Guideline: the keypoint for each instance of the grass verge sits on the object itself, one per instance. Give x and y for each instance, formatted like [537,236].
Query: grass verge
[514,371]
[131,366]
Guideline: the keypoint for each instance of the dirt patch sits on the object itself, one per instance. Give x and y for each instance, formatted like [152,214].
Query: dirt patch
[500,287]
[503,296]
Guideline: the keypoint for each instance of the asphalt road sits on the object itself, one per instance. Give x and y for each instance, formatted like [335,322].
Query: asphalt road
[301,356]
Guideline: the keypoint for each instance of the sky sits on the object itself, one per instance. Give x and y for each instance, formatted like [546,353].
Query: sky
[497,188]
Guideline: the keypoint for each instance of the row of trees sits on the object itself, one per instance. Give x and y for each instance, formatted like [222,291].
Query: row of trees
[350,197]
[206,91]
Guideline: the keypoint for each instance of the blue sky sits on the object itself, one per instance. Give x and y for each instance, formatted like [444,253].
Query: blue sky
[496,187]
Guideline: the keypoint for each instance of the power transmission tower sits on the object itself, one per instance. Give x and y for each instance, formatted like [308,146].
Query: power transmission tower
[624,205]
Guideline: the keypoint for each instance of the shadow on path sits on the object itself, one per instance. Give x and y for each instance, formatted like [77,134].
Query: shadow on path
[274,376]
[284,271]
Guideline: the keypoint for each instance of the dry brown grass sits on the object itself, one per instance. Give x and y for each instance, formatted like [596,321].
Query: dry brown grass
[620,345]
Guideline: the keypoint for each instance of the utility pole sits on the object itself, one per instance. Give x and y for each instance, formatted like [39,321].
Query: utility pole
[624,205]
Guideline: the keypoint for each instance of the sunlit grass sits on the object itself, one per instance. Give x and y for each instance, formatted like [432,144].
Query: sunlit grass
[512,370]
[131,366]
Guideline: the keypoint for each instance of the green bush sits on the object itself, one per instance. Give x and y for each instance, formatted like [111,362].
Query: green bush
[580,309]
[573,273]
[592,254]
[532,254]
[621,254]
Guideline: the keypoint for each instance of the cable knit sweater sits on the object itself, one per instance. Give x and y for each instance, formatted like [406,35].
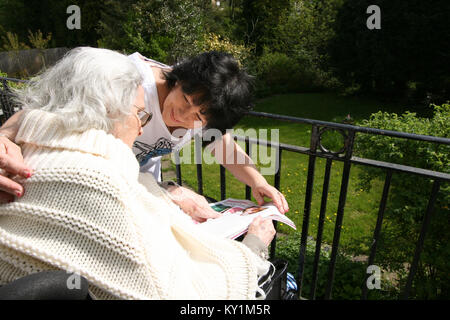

Brief: Repeat the data above exactly, but not the pictures.

Response below:
Guideline: the keypoint for each instance of the grass verge sits on the object itself, one per instance. Give x and y for each instance, formatted like [537,236].
Query: grass verge
[514,371]
[131,366]
Guideline: the keypoint for each instance of the dirt patch sits on the object itself, one per instance. Give x and y for each instance, formatted like [152,214].
Query: dirt patch
[500,287]
[503,296]
Guideline: the keypoint for each instance of the asphalt road sits on the object itself, one per instance. Give x and y for each instance, formatted like [335,322].
Query: asphalt road
[301,356]
Guideline: the keypoint for each instance of the sky sits on the object itself, one per instance. Give x and y for each instance, formatted like [546,353].
Query: sky
[497,188]
Guideline: the keypoint for each instance of the row of trees sits on the object itself, one per instance. Give x and y for each instance, formatted like [222,291].
Query: row of trees
[350,197]
[206,91]
Guideline: the keypoint for each instance of the blue sky sits on the object itself, one per instance. Give x and y for each instance, formatted like [444,253].
Query: blue sky
[496,187]
Guideline: the keypoint for each instance of the power transmission tower sits on the object itself, one per instance. Give x and y for each instance, formatted like [308,146].
Query: power transmission tower
[624,205]
Guideline: the keypoint for each instance of the shadow on path sits on the object itself, one per instance. Give x and y for each instance, formatted like [77,134].
Query: shadow on path
[274,376]
[284,271]
Guideline: the keypoint for each instance of the dry brown grass sits on the object itself, one per instance. Give x and y for each instance, formatted like [596,321].
Query: dry brown grass
[620,345]
Guideline: the keypoint for each instance of the utility pole sits on the object itself, one per instance. Give x and y for each instance, formatted like [39,321].
Query: utility pole
[624,205]
Guideline: the keypoint for each instance of the sunlit grass sits on the object itself, one per instance. Give x and y for each instance, formatted like [432,144].
Query: sunlit grass
[512,370]
[131,366]
Guideline: the keypoint for each instance of the green bush sits on the object itself, one per instance. Give x and y for each instance, formatted like [111,362].
Query: green bush
[580,309]
[573,273]
[592,254]
[532,254]
[621,254]
Guideline: the keypoint for each instance of the cable knit sweater sits on the object itself, one per instance. Give x and y for each instance, formatted like [406,35].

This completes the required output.